Reproduce the lines of the material below verbatim, starting with the line containing "like [(86, 120)]." and ending with the line containing "[(364, 240), (358, 239), (261, 169)]", both included.

Collected data entries
==========

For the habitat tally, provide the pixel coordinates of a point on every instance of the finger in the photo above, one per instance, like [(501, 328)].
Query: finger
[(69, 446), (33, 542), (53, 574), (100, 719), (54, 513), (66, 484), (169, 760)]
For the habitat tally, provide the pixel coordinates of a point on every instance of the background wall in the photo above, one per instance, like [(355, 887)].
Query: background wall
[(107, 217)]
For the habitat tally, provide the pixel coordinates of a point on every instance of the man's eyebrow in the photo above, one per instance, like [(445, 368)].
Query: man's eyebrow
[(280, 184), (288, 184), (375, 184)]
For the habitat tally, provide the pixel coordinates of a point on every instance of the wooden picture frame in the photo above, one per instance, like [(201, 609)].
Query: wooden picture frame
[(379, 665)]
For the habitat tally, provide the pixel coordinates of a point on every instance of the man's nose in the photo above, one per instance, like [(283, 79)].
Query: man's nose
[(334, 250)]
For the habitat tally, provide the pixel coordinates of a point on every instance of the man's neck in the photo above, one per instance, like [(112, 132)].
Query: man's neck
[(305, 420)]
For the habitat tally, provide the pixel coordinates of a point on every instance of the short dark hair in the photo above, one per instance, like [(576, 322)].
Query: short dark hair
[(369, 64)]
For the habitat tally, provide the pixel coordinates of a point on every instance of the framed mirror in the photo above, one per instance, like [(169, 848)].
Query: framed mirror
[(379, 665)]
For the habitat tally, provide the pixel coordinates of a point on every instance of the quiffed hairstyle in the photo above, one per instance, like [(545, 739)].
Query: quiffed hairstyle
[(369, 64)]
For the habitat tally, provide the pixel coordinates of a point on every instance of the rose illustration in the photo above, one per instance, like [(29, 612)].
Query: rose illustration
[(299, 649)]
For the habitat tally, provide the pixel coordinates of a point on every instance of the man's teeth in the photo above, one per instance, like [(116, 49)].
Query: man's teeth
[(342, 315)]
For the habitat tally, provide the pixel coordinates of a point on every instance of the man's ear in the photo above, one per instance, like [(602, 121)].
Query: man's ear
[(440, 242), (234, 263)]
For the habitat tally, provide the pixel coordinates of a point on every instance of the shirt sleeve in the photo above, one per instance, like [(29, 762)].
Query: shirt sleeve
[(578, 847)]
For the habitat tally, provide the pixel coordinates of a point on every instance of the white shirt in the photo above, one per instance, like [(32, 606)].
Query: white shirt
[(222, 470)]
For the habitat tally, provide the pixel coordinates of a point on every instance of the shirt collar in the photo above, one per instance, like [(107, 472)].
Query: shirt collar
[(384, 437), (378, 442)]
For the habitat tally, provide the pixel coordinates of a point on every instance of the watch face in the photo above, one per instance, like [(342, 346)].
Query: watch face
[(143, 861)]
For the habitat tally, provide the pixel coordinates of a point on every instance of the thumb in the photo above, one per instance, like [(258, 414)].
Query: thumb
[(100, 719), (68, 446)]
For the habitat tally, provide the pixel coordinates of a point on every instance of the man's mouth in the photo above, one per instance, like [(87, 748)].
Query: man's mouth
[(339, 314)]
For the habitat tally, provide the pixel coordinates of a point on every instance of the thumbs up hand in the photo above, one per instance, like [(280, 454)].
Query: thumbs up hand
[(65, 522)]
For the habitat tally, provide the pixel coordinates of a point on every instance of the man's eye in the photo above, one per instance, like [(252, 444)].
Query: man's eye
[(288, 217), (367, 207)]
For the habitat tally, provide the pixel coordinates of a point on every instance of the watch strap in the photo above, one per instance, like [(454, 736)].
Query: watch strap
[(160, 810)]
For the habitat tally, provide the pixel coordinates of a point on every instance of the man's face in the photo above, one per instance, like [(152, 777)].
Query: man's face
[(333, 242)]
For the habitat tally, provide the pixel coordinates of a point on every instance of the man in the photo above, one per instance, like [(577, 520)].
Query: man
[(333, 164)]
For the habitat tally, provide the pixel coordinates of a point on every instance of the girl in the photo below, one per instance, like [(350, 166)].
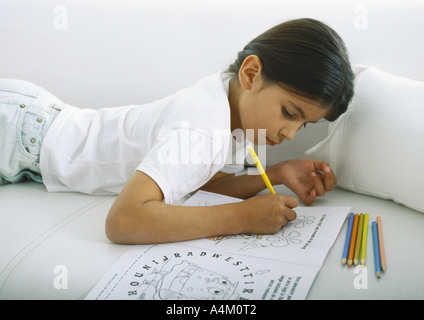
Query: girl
[(153, 155)]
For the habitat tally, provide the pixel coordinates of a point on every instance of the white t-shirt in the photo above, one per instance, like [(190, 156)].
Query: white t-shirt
[(180, 141)]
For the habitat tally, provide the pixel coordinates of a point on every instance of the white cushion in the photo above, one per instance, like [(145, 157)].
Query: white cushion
[(377, 147)]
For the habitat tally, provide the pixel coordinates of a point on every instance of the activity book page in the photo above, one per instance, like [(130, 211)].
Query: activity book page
[(281, 266)]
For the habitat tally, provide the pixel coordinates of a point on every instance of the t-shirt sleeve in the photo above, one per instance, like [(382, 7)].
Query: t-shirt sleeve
[(181, 161)]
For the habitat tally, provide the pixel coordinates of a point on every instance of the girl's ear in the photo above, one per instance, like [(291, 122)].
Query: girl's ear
[(250, 72)]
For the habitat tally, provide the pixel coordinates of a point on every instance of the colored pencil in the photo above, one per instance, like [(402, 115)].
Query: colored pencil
[(381, 244), (348, 236), (364, 240), (358, 239), (261, 169), (353, 240), (376, 250)]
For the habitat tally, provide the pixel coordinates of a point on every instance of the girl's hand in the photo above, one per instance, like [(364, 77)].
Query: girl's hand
[(266, 214), (306, 177)]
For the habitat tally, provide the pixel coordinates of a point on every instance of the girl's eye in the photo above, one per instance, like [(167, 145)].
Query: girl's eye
[(287, 113)]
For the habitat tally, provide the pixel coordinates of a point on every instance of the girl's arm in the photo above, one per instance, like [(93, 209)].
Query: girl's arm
[(138, 216)]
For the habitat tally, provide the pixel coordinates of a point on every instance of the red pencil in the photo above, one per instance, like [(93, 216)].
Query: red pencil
[(353, 240)]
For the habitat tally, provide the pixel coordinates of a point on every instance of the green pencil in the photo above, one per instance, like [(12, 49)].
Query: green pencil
[(364, 240)]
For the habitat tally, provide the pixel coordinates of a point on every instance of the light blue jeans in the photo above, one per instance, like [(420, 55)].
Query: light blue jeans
[(26, 113)]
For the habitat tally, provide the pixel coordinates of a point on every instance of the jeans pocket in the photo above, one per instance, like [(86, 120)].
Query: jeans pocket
[(31, 134)]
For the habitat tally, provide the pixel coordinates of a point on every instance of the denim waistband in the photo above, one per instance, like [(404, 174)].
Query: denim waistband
[(26, 113)]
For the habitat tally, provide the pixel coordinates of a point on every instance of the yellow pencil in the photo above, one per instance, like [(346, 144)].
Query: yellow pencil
[(364, 240), (358, 239), (261, 169)]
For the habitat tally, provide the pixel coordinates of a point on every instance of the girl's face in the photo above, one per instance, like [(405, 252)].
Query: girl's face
[(276, 110)]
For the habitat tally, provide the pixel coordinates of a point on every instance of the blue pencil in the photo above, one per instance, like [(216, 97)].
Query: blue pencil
[(376, 250), (348, 237)]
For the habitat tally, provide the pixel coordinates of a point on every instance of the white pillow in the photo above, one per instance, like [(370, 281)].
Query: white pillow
[(377, 147)]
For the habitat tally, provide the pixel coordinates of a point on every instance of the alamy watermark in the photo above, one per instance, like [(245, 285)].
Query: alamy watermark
[(60, 20), (60, 281), (188, 145)]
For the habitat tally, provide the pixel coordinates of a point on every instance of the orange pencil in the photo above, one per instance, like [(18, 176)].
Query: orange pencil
[(381, 245), (353, 240)]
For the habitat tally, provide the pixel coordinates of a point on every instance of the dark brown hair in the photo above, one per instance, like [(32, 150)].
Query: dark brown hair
[(306, 57)]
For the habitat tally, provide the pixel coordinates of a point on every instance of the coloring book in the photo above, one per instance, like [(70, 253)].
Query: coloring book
[(281, 266)]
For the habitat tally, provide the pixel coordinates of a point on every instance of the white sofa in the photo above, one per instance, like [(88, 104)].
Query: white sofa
[(107, 53)]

==========

## ANSWER TO THE TASK
For the habitat tally, provide the pixel coordinates of a point on every instance of the jeans pocket in the photo above, one per instance, like [(86, 120)].
Query: jeans pocket
[(31, 134)]
For the habitat tally, provide the pixel coordinates of a point on every instance of the denim waistband in the photo above, one per instance, like [(404, 174)].
Query: denim waistband
[(26, 113)]
For the habitat tally, provide the pixel coordinates of a point on every instance of the yellow pencil in the photo above, one per instance, like [(346, 144)].
Query: yellow pencil
[(364, 240), (358, 239), (261, 169)]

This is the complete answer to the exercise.